Selected excerpt:
E.O. Wilson: My wish: Build the Encyclopedia of Life-4
Some serious biologists, and I count myself among them, have begun to wonder that among the enormous and still unknown diversity of microorganisms, one might -- just might -- find aliens among them. True aliens, stocks that arrived from outer space. They've had billions of years to do it, but especially during the earliest period of biological evolution on this planet. We do know that some bacterial species that have earthly origin are capable of almost unimaginable extremes of temperature and other harsh changes in environment, including hard radiation strong enough and maintained long enough to crack the Pyrex vessels around the growing population of bacteria. There may be a temptation to treat the biosphere holistically and the species that compose it as a great flux of entities hardly worth distinguishing one from the other. But each of these species, even the tiniest Prochlorococci, are masterpieces of evolution. Each has persisted for thousands to millions of years. Each is exquisitely adapted to the environment in which it lives, interlocked with other species to form ecosystems upon which our own lives depend in ways we have not begun even to imagine. We will destroy these ecosystems and the species composing them at the peril of our own existence -- and unfortunately we are destroying them with ingenuity and ceaseless energy.
My own epiphany as a conservationist came in 1953, while a Harvard graduate student, searching for rare ants found in the mountain forests of Cuba, ants that shine in the sunlight -- metallic green or metallic blue, according to species, and one species, I discovered, metallic gold. I found my magical ants, but only after a tough climb into the mountains where the last of the native Cuban forests hung on, and were then -- and still are -- being cut back. I realized then that these species and a large part of the other unique, marvelous animals and plants on that island -- and this is true of practically every part of the world -- which took millions of years to evolve, are in the process of disappearing forever. And so it is everywhere one looks.

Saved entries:
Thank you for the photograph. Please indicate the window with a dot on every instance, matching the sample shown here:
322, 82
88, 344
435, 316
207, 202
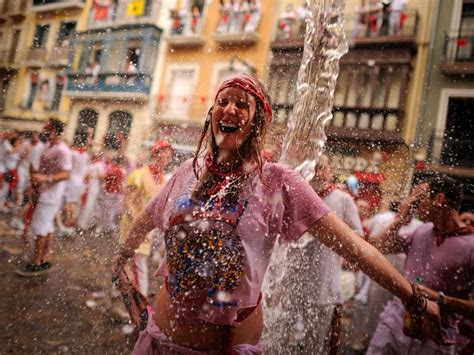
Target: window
466, 35
119, 128
13, 46
282, 90
132, 61
370, 96
180, 89
65, 34
458, 140
41, 36
87, 121
34, 82
120, 121
58, 92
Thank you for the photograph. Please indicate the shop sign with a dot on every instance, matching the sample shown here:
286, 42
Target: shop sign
358, 163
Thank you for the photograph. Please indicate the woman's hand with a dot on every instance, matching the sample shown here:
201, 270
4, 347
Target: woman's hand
409, 205
122, 259
429, 293
432, 325
39, 178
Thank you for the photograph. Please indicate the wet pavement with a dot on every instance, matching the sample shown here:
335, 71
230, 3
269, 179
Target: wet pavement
66, 310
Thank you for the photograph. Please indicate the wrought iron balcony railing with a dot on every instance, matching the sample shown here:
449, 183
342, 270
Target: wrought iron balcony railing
452, 151
375, 26
123, 12
15, 8
8, 58
60, 56
35, 56
139, 83
459, 46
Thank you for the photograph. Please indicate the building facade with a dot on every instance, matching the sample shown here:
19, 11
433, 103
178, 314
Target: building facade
446, 130
115, 71
35, 56
208, 41
378, 93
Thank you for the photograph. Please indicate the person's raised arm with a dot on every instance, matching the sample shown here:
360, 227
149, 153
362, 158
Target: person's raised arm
337, 236
389, 242
457, 305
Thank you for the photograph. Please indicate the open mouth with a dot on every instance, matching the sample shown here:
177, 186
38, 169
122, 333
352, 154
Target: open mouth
228, 127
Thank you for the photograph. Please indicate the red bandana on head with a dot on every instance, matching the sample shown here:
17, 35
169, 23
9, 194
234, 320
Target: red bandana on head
248, 83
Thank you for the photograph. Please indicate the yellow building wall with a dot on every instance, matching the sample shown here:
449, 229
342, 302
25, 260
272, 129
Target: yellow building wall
205, 57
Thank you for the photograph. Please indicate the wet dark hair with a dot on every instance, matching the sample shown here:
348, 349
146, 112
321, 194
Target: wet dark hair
452, 189
57, 125
80, 138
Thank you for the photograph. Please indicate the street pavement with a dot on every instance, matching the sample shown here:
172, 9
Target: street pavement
66, 310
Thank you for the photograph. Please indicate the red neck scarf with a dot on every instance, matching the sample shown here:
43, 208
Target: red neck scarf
441, 237
326, 190
157, 172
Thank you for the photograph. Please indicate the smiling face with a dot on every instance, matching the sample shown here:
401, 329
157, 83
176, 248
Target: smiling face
232, 118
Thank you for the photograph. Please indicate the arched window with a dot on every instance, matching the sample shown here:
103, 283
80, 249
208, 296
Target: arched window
119, 123
87, 121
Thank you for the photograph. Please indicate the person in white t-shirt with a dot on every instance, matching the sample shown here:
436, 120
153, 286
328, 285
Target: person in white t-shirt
95, 174
54, 171
76, 185
397, 8
319, 279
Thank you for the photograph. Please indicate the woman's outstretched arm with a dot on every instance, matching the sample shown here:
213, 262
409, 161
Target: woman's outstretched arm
337, 236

Aim of the exercise: Please translate this sentence from the excerpt on vanishing species into Spanish: "Each has persisted for thousands to millions of years." Use only the excerpt on vanishing species, not the lines.

Output of the task: Cada una ha persistido entre miles y millones de años.